◆ **EXERCISE SET**
**A.** In the base64 decoding patch note, how many existing unit tests does the patch break?
**B.** Transcribe everything in the base64 decoding patch note from "I took the liberty" down to "tests pass currently.".

◆ **DOCUMENT EXTRACT**
※ ※ ※

A typical example is "abcd====" where the trailing padding is all
extraneous. 

After reading RFC4648, I decided that we should implement the MAY
clauses for MIME base64 decoding.

This patch breaks one existing unit test.

- %% One pad, followed by ignored text
- <<"Hello World">> = base64:mime_decode(<<"SGVsb)(G8gV29ybGQ=apa">>),
+ %% One pad to ignore, followed by more text
+ <<"Hello World!!">> = base64:mime_decode(<<"SGVsb)(G8gV29ybGQ=h IQ= =">>),

In the old test the trailing "apa" text is ignored as it follows a pad
character. RFC4648 states that we MAY ignore pad characters that are followed
by further text by treating them the same as illegal characters. As such, I
have left the pad as-is and followed it up with the same number of valid 
base64 characters but which decode to something a bit more friendlier and 
added the proper "==" padding to correctly terminate the encoded stream.

Given the new test, the old implementation would still return <<"Hello World">>
without the trailing "!!".

I took the liberty of adding more tests and also added tests for the two
different implementations for mime_decode/1 and mime_decode_to_string/1. All
base64 tests pass currently.

Best regards,

Tom.

※ ※ ※

◆ **MATERIAL SUPPLIED**
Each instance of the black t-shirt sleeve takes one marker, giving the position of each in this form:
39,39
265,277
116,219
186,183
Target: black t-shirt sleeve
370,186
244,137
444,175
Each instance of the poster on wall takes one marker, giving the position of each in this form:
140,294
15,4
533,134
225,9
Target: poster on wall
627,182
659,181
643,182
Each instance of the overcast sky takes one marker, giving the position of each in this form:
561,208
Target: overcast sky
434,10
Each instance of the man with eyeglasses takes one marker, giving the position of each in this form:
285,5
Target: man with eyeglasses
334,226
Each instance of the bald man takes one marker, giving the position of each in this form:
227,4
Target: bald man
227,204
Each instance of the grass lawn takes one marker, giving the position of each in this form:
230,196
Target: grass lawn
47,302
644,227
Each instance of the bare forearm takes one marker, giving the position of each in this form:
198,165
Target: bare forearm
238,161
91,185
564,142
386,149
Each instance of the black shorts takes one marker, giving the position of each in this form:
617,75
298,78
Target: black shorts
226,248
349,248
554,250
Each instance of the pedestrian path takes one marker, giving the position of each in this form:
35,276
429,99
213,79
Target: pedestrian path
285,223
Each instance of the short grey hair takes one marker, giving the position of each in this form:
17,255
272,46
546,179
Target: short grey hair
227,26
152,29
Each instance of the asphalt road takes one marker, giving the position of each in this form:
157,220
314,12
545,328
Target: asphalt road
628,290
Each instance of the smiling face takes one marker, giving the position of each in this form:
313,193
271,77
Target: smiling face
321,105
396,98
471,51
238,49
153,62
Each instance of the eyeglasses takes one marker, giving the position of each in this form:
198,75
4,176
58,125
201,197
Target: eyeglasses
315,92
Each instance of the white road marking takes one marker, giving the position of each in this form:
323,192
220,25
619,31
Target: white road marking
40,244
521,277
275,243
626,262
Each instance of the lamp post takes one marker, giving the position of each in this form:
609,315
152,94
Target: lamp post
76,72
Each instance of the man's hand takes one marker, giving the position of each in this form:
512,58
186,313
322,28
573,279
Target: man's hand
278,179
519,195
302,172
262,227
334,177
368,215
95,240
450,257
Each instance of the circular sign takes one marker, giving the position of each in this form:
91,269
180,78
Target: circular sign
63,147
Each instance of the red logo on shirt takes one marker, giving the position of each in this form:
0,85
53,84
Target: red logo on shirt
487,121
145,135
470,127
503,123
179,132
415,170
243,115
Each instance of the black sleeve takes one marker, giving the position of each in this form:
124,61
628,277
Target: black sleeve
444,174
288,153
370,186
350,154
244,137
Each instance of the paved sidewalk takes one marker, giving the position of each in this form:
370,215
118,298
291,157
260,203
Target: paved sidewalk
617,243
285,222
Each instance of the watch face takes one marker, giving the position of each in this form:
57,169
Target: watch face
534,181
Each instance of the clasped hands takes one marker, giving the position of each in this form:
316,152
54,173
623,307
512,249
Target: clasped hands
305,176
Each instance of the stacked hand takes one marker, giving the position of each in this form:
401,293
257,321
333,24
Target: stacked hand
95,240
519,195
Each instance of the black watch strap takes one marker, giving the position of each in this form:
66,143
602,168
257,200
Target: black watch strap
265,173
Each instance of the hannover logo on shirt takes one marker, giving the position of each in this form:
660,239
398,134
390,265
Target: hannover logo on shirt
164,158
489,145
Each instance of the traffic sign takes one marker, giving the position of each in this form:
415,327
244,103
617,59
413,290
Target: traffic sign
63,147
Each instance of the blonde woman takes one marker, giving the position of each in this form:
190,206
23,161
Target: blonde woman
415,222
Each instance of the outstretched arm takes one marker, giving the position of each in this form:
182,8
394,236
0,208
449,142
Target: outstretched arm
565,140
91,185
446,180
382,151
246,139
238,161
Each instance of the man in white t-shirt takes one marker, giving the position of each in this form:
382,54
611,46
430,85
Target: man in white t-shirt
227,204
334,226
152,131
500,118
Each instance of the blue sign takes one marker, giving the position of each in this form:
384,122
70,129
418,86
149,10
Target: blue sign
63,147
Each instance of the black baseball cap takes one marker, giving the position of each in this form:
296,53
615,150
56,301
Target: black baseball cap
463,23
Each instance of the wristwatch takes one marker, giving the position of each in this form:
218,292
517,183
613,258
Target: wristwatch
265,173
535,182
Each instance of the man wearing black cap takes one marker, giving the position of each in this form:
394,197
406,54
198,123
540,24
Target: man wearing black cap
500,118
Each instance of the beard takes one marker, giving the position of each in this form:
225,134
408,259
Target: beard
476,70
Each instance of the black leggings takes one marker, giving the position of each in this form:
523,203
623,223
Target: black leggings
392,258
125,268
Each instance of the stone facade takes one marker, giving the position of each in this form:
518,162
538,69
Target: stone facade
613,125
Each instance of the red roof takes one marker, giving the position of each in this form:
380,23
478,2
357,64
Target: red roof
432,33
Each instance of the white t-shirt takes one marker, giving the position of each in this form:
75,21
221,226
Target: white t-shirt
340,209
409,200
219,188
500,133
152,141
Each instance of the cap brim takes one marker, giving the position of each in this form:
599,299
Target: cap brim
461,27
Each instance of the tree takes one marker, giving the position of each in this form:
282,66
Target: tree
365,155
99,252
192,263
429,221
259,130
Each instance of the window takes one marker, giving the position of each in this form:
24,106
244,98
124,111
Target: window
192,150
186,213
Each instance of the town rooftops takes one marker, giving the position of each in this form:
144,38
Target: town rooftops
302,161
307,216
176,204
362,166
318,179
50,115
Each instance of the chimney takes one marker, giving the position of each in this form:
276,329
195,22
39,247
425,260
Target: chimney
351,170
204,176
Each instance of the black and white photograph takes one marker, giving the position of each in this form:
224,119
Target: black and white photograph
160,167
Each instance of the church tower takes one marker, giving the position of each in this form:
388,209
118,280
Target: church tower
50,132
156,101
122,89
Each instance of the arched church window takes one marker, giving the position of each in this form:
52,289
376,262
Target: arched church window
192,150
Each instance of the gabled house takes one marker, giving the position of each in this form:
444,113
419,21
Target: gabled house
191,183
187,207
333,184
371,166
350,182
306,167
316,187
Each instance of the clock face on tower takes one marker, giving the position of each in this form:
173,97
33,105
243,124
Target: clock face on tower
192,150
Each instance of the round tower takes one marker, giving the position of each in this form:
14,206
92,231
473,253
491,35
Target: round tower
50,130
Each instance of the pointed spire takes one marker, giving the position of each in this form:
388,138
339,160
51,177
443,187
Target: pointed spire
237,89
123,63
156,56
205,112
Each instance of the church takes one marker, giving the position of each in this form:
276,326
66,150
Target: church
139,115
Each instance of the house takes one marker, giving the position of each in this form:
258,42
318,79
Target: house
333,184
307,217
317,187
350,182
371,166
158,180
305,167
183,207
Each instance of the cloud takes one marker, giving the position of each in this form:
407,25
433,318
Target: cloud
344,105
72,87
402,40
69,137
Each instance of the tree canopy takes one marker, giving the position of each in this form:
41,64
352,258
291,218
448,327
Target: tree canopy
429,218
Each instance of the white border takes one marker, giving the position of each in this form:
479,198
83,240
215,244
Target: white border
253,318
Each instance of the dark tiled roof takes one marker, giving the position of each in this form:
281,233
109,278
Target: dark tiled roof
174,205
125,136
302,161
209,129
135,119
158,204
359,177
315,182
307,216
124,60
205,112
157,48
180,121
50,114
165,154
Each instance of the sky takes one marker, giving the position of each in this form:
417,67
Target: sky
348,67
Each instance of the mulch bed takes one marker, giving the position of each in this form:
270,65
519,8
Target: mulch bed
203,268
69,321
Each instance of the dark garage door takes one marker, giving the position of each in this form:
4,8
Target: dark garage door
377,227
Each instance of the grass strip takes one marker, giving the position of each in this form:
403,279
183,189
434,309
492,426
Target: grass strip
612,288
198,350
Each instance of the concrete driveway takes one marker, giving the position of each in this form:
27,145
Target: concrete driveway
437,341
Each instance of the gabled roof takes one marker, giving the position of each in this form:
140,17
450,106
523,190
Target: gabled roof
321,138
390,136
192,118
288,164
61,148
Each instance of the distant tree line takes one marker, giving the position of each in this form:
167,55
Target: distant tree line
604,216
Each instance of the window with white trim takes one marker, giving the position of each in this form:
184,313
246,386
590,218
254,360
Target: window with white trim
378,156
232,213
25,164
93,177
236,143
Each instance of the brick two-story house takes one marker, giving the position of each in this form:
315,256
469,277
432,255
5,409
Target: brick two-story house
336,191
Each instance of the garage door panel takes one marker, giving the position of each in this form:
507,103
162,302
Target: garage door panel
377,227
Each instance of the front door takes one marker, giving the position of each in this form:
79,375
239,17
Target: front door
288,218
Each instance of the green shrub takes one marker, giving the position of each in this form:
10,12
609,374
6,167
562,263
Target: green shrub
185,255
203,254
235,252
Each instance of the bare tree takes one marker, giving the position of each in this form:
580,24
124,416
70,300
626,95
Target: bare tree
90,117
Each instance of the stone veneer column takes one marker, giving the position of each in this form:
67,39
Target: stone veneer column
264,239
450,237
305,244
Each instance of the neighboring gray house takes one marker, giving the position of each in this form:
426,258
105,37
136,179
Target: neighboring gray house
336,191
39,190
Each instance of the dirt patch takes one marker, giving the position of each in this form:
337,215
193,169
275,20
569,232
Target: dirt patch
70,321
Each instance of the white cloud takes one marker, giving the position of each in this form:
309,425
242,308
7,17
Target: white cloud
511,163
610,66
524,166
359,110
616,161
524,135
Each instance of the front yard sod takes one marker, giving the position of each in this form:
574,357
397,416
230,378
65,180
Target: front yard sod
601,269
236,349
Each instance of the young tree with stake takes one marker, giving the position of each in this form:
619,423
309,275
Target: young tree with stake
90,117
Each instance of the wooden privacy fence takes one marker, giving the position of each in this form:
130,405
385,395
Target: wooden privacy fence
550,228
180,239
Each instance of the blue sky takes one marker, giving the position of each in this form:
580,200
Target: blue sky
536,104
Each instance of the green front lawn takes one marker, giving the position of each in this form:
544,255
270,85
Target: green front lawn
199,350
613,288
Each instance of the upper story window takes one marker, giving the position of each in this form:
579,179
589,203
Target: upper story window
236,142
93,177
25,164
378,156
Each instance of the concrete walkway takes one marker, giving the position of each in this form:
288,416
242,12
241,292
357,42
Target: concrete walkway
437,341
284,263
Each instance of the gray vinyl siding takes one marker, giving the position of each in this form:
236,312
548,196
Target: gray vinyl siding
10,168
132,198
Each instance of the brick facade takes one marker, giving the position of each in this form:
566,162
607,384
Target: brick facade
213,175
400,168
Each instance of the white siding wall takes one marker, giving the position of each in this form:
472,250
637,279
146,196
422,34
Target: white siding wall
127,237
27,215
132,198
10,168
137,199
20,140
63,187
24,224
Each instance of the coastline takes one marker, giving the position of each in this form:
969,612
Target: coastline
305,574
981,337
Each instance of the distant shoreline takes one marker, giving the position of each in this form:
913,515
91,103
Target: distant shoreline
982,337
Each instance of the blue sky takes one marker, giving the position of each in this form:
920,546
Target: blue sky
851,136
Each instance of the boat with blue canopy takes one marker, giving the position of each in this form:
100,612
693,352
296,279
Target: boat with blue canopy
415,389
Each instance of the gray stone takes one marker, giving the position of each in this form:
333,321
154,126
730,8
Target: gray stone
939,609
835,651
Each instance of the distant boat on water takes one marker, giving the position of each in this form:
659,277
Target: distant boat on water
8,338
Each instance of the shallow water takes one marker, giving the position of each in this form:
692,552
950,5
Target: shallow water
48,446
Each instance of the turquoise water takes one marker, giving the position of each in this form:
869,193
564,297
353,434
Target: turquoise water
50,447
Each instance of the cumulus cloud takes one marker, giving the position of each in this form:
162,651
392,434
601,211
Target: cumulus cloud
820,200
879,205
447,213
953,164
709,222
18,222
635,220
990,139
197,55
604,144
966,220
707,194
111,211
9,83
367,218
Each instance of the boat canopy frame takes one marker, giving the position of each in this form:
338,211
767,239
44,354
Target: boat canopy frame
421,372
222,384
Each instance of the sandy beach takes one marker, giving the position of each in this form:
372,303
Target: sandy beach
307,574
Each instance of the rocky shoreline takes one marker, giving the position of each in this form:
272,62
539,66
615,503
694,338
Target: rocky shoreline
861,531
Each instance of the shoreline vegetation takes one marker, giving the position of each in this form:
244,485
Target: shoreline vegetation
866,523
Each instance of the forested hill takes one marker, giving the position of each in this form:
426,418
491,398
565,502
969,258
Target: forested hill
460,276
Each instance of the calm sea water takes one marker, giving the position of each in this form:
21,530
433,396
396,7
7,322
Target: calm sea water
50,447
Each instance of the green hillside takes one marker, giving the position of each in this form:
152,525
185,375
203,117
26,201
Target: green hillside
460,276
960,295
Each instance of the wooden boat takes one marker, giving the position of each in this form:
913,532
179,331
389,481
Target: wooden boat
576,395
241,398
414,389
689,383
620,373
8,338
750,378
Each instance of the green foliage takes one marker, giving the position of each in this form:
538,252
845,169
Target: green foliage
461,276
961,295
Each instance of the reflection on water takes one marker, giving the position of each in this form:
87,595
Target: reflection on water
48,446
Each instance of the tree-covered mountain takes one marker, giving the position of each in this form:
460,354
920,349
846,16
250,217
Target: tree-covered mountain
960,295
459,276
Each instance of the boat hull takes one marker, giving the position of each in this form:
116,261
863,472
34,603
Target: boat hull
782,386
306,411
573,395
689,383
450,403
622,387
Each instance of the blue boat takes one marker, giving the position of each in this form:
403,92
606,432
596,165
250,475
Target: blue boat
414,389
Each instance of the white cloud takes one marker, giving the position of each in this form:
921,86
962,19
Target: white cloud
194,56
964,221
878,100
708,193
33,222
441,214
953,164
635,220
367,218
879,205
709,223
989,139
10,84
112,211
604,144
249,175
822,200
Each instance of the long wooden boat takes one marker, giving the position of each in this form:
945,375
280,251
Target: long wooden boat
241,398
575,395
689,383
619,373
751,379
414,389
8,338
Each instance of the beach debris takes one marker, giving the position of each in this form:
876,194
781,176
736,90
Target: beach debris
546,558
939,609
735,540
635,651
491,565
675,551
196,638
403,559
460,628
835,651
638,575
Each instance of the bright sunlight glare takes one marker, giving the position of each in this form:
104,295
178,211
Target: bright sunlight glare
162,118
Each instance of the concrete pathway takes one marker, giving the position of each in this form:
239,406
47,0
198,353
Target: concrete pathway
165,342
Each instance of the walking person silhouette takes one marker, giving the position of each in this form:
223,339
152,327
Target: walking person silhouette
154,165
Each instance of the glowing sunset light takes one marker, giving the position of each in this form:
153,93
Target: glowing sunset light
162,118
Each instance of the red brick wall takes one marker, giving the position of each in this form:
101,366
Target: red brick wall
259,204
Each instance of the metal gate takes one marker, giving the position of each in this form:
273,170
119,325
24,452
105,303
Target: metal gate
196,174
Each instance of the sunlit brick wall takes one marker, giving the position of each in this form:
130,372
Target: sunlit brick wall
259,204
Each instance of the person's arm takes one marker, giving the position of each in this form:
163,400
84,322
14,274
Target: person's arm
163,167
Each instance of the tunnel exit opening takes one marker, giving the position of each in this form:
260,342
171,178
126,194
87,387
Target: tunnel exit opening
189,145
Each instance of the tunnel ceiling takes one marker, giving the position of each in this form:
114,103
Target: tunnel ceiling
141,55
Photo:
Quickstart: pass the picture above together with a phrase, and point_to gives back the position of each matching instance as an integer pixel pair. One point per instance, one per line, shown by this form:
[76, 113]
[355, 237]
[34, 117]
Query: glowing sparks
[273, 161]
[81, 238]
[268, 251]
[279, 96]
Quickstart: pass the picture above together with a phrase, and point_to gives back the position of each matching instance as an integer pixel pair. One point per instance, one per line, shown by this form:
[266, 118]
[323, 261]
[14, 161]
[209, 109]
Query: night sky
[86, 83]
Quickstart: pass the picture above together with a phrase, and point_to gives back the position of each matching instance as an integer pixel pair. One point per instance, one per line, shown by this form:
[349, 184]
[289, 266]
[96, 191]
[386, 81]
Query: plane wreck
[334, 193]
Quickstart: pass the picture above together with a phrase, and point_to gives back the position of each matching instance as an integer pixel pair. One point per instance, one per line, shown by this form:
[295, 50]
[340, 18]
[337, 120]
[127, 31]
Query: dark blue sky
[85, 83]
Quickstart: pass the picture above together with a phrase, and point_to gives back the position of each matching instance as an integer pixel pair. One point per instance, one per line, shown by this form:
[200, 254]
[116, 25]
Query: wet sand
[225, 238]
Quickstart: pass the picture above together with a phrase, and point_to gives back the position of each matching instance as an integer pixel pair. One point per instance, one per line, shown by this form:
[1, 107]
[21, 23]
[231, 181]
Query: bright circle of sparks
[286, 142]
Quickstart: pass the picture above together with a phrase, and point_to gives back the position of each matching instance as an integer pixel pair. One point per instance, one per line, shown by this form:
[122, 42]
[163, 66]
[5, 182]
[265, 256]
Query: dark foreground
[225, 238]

※ ※ ※

◆ **EXPECTED OUTPUTS**
**A.** One.

**B.**
I took the liberty of adding more tests and also added tests for the two
different implementations for mime_decode/1 and mime_decode_to_string/1. All
base64 tests pass currently.